Problem statement> The records below hold a stretch from the line with "Box every door handle you see." through the line with "Box every street light pole you see."; return exactly those lines, ends included, and nothing more.

Data listing>
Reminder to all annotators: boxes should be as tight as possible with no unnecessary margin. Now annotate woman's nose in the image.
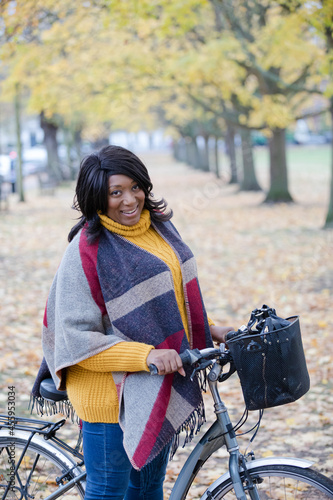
[122,190,136,205]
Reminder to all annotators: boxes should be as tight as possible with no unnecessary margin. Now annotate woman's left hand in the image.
[210,325,235,344]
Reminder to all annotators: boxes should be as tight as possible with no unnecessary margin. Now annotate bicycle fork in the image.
[208,363,260,500]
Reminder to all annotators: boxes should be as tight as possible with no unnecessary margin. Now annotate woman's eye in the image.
[110,190,121,196]
[132,184,140,191]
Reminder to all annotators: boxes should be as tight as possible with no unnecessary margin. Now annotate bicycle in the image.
[1,344,333,499]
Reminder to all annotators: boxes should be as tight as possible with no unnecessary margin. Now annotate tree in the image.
[40,113,62,181]
[14,84,24,202]
[225,124,238,184]
[143,0,327,200]
[326,101,333,227]
[304,0,333,228]
[204,1,328,201]
[0,0,163,178]
[240,128,262,191]
[0,0,330,211]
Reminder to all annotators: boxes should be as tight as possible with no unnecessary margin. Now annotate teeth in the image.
[122,208,136,214]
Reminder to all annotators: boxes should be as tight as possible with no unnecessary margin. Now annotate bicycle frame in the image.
[169,360,246,499]
[40,470,87,500]
[170,360,313,500]
[0,354,316,500]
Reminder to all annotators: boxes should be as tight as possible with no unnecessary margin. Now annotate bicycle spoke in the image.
[0,438,84,499]
[197,464,333,499]
[28,455,59,499]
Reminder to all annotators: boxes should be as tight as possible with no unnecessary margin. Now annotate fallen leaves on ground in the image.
[0,149,332,498]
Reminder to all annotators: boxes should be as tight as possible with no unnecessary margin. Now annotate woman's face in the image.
[106,174,145,226]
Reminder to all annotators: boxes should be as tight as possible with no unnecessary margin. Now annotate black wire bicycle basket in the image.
[226,305,310,411]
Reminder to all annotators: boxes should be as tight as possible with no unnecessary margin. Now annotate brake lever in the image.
[190,359,213,381]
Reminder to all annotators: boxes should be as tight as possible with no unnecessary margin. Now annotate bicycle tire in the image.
[201,464,333,499]
[0,431,85,499]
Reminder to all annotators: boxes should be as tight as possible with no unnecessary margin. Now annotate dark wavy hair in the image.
[68,145,173,243]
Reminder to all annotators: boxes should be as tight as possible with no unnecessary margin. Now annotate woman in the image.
[41,145,233,500]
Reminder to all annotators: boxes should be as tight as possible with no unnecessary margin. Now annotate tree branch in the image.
[237,60,322,96]
[209,0,255,43]
[295,106,329,121]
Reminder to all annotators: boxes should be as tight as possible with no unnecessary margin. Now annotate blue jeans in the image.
[82,421,170,500]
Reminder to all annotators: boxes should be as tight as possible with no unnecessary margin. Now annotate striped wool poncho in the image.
[42,216,213,470]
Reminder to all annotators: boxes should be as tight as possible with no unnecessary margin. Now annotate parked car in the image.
[293,132,327,145]
[251,132,268,146]
[293,119,327,145]
[22,146,47,175]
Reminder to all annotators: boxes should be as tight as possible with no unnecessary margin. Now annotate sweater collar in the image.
[99,209,151,237]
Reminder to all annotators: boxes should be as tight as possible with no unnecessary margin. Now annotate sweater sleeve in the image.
[208,316,215,326]
[77,341,154,372]
[42,230,156,390]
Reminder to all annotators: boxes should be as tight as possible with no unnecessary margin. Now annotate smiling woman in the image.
[68,144,172,244]
[106,175,145,225]
[33,144,233,500]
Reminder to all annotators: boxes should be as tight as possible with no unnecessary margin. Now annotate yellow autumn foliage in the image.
[0,0,331,138]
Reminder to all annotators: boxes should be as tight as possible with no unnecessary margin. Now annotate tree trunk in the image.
[14,84,24,202]
[173,138,185,162]
[324,101,333,228]
[74,127,82,162]
[226,124,238,183]
[68,126,82,180]
[63,128,73,180]
[240,129,261,191]
[184,139,192,166]
[265,128,293,203]
[173,140,180,161]
[201,135,210,171]
[40,112,63,181]
[213,135,221,178]
[176,137,187,163]
[192,137,201,169]
[185,137,201,169]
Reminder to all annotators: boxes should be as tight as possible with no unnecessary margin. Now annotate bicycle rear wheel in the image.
[203,464,333,499]
[0,432,85,499]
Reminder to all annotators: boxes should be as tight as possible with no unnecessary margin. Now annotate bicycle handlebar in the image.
[148,345,233,376]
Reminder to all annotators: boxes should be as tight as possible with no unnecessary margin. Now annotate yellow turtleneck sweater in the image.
[66,210,212,423]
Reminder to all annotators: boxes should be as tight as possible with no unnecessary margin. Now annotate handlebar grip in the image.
[149,364,159,375]
[149,348,202,375]
[179,349,192,365]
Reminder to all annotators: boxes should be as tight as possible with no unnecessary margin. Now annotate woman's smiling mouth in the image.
[121,206,139,215]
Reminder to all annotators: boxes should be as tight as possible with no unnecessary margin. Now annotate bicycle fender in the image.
[200,457,314,499]
[0,428,77,469]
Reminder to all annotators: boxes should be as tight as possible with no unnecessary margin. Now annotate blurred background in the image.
[0,0,332,222]
[0,1,332,492]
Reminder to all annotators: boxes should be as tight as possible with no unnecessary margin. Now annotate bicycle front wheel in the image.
[204,464,333,499]
[0,432,85,499]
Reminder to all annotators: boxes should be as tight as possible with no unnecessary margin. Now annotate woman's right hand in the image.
[146,349,186,377]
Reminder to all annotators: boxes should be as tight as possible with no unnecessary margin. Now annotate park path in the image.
[0,150,332,497]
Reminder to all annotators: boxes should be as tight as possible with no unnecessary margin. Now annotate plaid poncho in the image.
[42,218,213,469]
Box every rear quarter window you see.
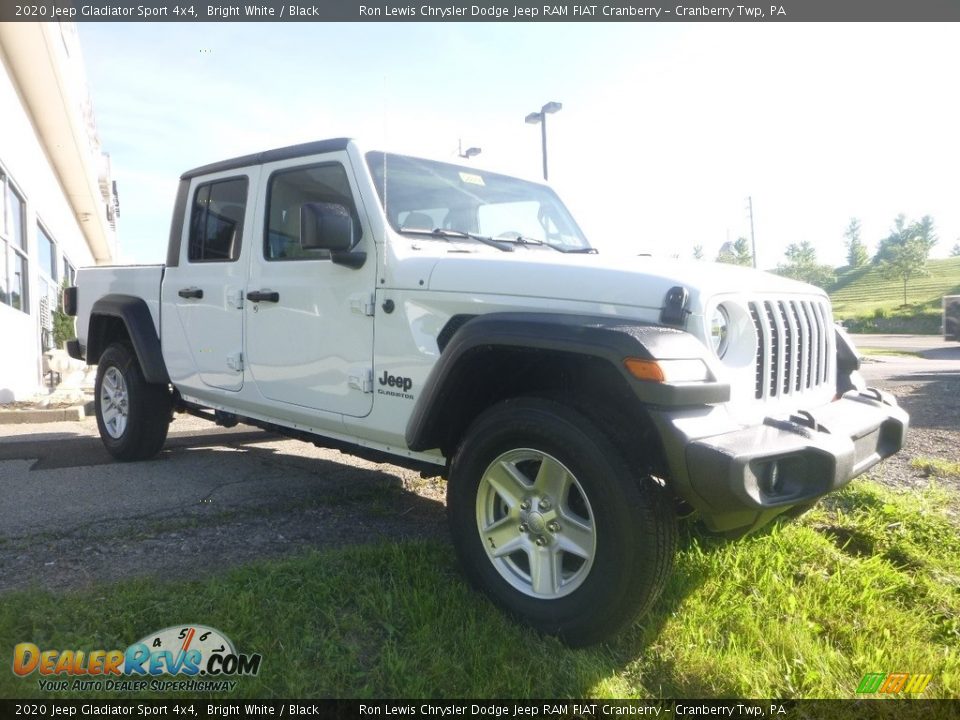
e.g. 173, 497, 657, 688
187, 177, 248, 263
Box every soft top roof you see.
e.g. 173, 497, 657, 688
180, 138, 352, 180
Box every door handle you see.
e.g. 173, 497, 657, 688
178, 287, 203, 299
246, 290, 280, 303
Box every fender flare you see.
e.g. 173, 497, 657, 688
87, 294, 170, 385
405, 312, 729, 452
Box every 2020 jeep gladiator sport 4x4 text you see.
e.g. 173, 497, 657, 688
66, 138, 908, 645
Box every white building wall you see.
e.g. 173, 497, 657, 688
0, 38, 99, 401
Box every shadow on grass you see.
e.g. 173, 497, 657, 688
599, 522, 745, 697
829, 265, 872, 295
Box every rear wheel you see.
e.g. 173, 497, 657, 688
447, 397, 676, 646
95, 343, 171, 461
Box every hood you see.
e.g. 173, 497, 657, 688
424, 250, 824, 314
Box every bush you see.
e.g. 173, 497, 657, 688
52, 281, 75, 349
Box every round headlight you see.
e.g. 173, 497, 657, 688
710, 305, 730, 358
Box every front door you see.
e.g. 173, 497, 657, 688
245, 152, 376, 417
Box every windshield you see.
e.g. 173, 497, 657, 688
366, 152, 592, 251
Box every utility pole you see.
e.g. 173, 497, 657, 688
747, 196, 757, 268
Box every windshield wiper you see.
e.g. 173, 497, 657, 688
509, 234, 599, 254
399, 227, 514, 252
400, 226, 597, 254
505, 234, 556, 250
554, 246, 599, 254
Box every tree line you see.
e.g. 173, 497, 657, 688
697, 215, 958, 305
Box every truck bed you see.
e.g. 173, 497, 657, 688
74, 265, 165, 350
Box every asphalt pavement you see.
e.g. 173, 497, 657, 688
850, 334, 960, 387
849, 333, 959, 355
0, 414, 445, 593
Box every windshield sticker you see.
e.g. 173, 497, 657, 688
458, 172, 485, 186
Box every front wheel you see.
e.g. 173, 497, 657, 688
94, 343, 171, 461
447, 397, 676, 646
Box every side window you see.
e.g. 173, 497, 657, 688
265, 163, 360, 261
187, 177, 248, 262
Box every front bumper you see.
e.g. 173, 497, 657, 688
653, 389, 909, 535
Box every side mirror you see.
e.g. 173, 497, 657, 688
300, 202, 354, 252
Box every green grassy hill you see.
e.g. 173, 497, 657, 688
829, 257, 960, 332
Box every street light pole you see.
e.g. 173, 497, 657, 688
539, 117, 548, 180
525, 101, 562, 181
458, 138, 481, 159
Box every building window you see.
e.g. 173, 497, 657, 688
1, 168, 29, 313
38, 224, 57, 281
37, 224, 60, 350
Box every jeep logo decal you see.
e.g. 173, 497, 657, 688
378, 371, 413, 395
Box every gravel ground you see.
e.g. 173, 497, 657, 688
866, 377, 960, 494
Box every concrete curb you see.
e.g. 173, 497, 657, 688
0, 404, 90, 424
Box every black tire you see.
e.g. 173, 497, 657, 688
447, 397, 677, 646
94, 342, 171, 461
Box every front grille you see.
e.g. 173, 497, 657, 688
749, 298, 832, 400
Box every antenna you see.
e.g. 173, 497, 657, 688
382, 75, 388, 216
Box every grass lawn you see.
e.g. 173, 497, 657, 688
2, 480, 957, 700
829, 257, 960, 333
855, 348, 922, 358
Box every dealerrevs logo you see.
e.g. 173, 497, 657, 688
13, 625, 261, 693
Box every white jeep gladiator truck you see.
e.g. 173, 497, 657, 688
66, 138, 908, 645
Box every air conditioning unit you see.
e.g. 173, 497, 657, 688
39, 294, 53, 332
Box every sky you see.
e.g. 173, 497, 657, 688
76, 22, 960, 269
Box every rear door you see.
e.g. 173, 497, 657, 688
161, 169, 259, 393
245, 152, 376, 417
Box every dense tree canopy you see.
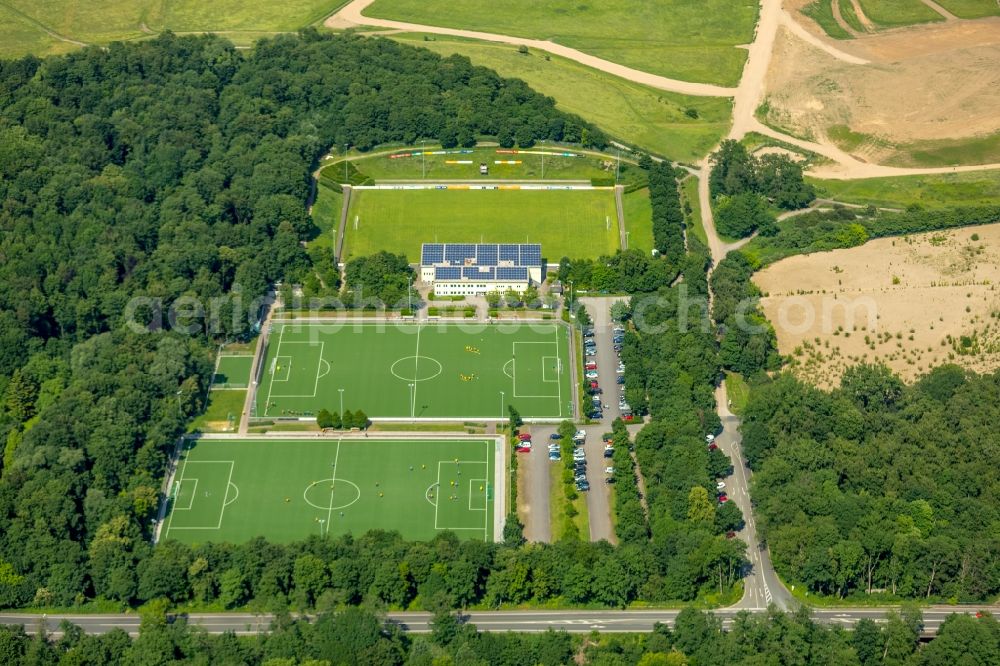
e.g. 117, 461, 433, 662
709, 140, 815, 209
745, 366, 1000, 601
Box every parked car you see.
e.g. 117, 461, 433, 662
603, 448, 614, 458
589, 411, 603, 420
708, 442, 718, 451
550, 433, 563, 440
576, 481, 591, 491
718, 494, 729, 503
549, 452, 561, 461
616, 376, 625, 385
605, 477, 616, 484
516, 443, 531, 453
518, 433, 532, 441
605, 467, 615, 474
716, 481, 726, 490
705, 433, 716, 443
585, 371, 599, 379
574, 430, 587, 439
725, 530, 736, 539
585, 362, 598, 370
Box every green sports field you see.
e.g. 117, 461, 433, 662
254, 322, 573, 420
163, 437, 499, 543
344, 188, 619, 261
212, 354, 254, 388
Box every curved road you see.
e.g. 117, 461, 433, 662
327, 0, 734, 97
329, 0, 1000, 179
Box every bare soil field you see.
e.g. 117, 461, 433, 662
763, 18, 1000, 165
755, 223, 1000, 387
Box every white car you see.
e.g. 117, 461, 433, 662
585, 371, 599, 379
705, 433, 716, 443
716, 481, 726, 490
605, 467, 615, 474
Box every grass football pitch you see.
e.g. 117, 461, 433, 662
163, 437, 499, 543
344, 188, 619, 261
212, 354, 254, 388
255, 322, 573, 420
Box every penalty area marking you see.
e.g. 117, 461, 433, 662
468, 479, 487, 511
425, 483, 439, 507
434, 459, 490, 533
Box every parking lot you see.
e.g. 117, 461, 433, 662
517, 297, 633, 543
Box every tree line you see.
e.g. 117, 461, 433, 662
3, 604, 996, 666
744, 364, 1000, 602
613, 237, 747, 600
648, 163, 686, 265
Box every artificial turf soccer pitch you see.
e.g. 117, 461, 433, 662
163, 437, 500, 544
254, 321, 573, 420
343, 188, 620, 261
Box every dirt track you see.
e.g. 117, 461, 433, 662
326, 0, 734, 97
329, 0, 1000, 181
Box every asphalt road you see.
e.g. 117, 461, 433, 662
714, 385, 794, 611
4, 606, 995, 637
579, 297, 622, 543
520, 423, 554, 543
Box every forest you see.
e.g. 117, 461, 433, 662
1, 605, 996, 666
744, 365, 1000, 602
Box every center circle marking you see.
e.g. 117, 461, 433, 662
390, 355, 443, 382
303, 478, 362, 511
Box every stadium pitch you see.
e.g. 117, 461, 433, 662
343, 187, 620, 261
163, 437, 501, 544
253, 321, 573, 420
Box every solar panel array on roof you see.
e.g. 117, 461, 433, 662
421, 243, 444, 264
434, 266, 462, 280
477, 245, 498, 265
520, 245, 542, 266
445, 244, 476, 262
423, 243, 542, 267
462, 266, 493, 280
499, 244, 520, 262
496, 266, 528, 281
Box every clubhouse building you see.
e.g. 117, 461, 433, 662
420, 243, 544, 297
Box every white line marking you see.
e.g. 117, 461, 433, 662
172, 478, 199, 510
216, 461, 236, 529
326, 438, 342, 534
263, 323, 285, 416
412, 325, 422, 418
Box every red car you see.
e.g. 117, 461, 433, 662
518, 433, 532, 442
590, 381, 599, 389
726, 530, 736, 539
516, 442, 532, 453
623, 414, 634, 422
708, 443, 718, 451
718, 494, 729, 503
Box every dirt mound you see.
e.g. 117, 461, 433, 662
762, 21, 1000, 164
755, 224, 1000, 388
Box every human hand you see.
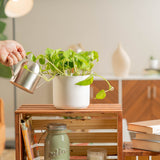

Response area>
Box every door handle you see.
e.g. 173, 497, 657, 688
178, 287, 203, 299
246, 290, 280, 303
Box every fender flare you see.
e.g. 173, 497, 657, 688
87, 294, 170, 385
405, 312, 729, 452
Box every 2020 jeep gladiator sport 4x4 text you see.
e.g. 173, 497, 657, 688
66, 138, 908, 645
Box every white building wall you see.
e.g. 173, 497, 657, 688
0, 38, 99, 401
Box every shadow on grass you see.
e.g. 173, 497, 657, 688
599, 522, 745, 697
829, 265, 872, 295
Box every rear wheel you see.
e.g. 173, 497, 657, 688
447, 397, 676, 646
95, 343, 171, 461
Box every hood you see.
e.g. 173, 497, 657, 688
424, 250, 824, 314
Box every bush you see.
e.g. 173, 497, 657, 688
52, 281, 75, 349
Box every round headlight you see.
e.g. 173, 497, 657, 688
710, 305, 730, 358
Box every front door you see.
e.g. 173, 497, 657, 688
245, 152, 376, 417
Box every windshield you see.
e.g. 173, 497, 657, 688
366, 152, 592, 251
Box every utility pole you see.
e.g. 173, 497, 657, 688
747, 196, 757, 268
Box every windshield wiper you see.
e.g. 173, 497, 657, 688
509, 234, 599, 254
399, 227, 514, 252
400, 226, 597, 254
505, 234, 556, 250
554, 246, 599, 254
Box every tree line you see.
e.g. 173, 497, 657, 688
697, 215, 958, 305
Box every truck bed you see.
e.g. 173, 497, 657, 688
74, 265, 165, 350
Box every asphalt pavement you see.
e.g. 173, 497, 657, 688
850, 334, 960, 387
849, 333, 959, 355
0, 414, 445, 593
Box every windshield sticker you see.
e.g. 173, 497, 657, 688
458, 172, 485, 186
Box every front wheel you see.
e.g. 173, 497, 657, 688
94, 343, 171, 461
447, 397, 676, 646
Box every side window you see.
e.g. 173, 497, 657, 688
265, 163, 360, 261
187, 177, 248, 262
Box every front bumper you see.
e.g. 173, 497, 657, 688
653, 389, 909, 535
Box every side mirror you see.
e.g. 173, 497, 657, 688
300, 202, 354, 252
Box every green grassy hill you see.
e.g. 173, 497, 657, 688
829, 257, 960, 332
Box every street light pole you see.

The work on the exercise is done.